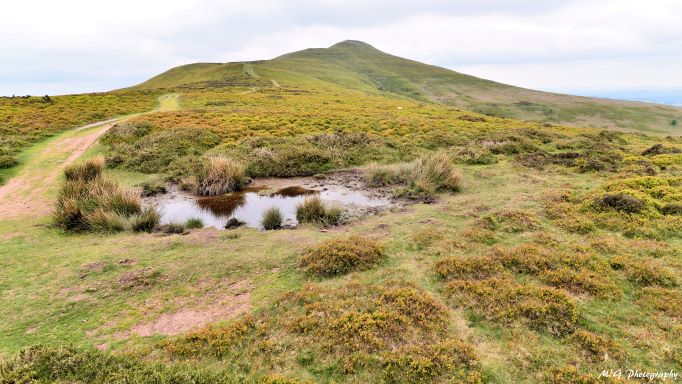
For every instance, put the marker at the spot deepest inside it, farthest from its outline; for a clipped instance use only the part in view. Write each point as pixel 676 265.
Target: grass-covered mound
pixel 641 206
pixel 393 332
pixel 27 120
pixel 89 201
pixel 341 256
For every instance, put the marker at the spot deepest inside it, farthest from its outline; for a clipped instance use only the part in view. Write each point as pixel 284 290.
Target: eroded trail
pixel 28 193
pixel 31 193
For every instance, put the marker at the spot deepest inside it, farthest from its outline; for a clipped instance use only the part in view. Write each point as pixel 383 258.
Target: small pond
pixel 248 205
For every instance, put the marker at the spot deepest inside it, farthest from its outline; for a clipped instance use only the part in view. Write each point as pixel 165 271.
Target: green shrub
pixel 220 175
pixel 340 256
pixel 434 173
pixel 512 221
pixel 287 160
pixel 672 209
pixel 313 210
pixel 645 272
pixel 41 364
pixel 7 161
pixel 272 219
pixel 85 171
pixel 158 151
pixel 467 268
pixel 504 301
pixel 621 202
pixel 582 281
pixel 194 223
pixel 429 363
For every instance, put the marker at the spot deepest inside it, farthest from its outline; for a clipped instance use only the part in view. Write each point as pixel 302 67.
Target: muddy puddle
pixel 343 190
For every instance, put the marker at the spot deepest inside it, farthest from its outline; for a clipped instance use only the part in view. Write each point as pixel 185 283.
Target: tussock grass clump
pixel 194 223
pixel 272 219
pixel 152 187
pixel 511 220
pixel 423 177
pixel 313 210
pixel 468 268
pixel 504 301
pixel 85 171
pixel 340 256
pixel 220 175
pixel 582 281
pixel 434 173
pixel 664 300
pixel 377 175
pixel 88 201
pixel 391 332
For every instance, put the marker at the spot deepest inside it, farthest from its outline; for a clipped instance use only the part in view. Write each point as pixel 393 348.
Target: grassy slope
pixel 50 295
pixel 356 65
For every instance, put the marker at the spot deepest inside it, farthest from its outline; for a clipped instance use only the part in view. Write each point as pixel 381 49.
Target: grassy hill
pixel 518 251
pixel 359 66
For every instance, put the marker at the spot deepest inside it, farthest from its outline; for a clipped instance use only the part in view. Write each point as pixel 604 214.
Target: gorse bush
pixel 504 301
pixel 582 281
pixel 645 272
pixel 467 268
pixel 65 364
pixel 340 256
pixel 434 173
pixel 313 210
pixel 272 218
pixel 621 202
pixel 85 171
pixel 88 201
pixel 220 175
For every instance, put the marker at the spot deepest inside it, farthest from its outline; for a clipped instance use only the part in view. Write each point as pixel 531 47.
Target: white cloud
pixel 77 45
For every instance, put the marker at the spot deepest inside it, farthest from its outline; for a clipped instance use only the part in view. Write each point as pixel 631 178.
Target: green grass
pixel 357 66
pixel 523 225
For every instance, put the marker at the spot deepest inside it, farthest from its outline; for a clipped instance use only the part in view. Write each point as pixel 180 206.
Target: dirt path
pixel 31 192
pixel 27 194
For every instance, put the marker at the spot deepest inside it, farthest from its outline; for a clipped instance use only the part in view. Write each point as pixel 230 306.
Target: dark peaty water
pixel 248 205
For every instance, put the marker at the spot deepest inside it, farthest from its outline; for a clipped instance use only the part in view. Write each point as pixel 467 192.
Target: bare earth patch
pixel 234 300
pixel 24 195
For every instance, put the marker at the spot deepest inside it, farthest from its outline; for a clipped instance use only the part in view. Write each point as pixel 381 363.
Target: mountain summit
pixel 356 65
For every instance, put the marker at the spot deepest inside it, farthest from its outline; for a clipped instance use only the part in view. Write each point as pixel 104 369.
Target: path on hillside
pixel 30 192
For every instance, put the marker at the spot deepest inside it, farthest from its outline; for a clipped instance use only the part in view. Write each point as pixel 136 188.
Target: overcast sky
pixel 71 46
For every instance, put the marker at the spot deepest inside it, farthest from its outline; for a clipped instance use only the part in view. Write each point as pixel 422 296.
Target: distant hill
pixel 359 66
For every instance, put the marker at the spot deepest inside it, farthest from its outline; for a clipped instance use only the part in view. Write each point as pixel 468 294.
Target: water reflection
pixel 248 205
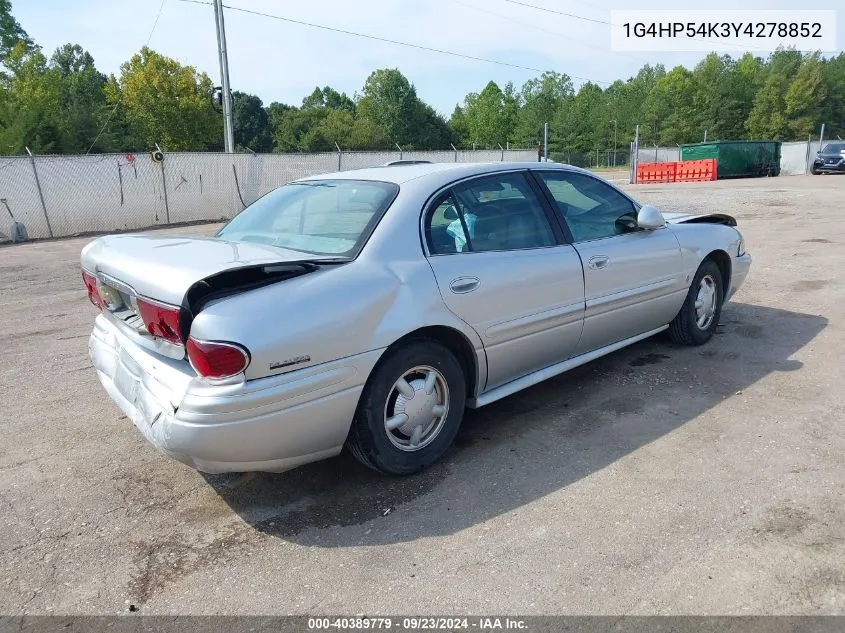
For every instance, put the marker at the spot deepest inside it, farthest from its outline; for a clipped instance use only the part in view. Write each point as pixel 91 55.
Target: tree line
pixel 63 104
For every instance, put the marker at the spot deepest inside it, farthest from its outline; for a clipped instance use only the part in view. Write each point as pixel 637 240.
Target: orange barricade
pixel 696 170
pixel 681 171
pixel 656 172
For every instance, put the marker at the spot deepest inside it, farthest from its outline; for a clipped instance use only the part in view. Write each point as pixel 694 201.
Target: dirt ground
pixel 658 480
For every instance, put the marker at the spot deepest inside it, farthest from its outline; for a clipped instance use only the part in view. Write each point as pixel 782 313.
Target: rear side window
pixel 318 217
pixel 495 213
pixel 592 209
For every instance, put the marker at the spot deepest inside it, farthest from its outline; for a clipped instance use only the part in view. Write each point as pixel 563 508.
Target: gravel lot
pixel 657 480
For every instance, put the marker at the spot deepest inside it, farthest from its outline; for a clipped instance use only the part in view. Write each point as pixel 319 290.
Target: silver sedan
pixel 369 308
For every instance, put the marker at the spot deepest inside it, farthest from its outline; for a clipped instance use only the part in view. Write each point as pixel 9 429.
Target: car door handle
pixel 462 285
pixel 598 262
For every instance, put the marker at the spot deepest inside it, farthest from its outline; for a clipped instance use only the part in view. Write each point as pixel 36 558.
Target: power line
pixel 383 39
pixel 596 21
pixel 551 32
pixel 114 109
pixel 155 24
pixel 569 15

============

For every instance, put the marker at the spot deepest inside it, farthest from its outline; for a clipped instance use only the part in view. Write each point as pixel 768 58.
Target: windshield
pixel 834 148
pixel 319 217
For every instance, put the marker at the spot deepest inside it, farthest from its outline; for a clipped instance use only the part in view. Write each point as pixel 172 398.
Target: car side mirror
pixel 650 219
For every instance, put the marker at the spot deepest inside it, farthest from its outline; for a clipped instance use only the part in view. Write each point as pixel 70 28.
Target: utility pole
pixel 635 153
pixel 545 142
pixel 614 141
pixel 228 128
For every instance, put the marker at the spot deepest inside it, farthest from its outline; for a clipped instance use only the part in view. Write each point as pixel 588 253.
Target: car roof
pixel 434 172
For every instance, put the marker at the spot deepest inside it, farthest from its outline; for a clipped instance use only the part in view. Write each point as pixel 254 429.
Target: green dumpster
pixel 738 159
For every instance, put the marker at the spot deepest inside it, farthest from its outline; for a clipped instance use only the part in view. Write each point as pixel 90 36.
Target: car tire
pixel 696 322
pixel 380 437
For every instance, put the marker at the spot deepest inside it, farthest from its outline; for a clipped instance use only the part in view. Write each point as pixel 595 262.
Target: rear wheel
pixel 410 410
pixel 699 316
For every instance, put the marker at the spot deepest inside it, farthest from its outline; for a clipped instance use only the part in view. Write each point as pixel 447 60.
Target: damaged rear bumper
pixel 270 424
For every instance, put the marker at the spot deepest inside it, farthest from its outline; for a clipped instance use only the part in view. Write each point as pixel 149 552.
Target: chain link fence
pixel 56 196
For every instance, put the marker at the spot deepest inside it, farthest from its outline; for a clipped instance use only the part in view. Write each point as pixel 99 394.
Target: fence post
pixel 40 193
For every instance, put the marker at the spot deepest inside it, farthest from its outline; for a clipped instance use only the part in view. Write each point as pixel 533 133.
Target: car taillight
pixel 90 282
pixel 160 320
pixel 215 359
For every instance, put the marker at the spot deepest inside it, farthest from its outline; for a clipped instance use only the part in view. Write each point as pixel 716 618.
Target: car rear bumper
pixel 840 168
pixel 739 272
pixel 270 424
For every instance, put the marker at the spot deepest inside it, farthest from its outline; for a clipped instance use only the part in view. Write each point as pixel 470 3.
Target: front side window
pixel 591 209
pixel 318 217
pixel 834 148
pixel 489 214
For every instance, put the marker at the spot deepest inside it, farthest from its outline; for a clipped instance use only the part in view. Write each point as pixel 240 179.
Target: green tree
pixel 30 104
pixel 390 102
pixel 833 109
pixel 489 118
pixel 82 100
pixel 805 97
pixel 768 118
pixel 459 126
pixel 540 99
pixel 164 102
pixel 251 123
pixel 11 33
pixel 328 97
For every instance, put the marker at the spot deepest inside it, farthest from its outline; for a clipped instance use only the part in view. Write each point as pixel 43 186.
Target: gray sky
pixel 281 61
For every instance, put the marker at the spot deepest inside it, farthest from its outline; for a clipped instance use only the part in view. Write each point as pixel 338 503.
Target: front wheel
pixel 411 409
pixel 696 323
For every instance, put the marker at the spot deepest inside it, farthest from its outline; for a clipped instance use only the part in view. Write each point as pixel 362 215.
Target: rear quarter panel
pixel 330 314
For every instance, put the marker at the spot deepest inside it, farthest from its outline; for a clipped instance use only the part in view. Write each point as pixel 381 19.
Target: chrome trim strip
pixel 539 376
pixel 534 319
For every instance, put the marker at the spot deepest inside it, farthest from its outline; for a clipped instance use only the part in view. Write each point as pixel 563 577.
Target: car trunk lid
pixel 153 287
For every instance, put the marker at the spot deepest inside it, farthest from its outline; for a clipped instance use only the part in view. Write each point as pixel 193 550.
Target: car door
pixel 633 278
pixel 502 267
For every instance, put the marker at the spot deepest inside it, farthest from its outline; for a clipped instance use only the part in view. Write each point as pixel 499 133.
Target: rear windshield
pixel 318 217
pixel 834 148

============

Task directions ▸
Count the lines above that contain the string "front", treating uppercase and lowercase letters as different, and reply with the number alone.

Solution to the problem ▸
2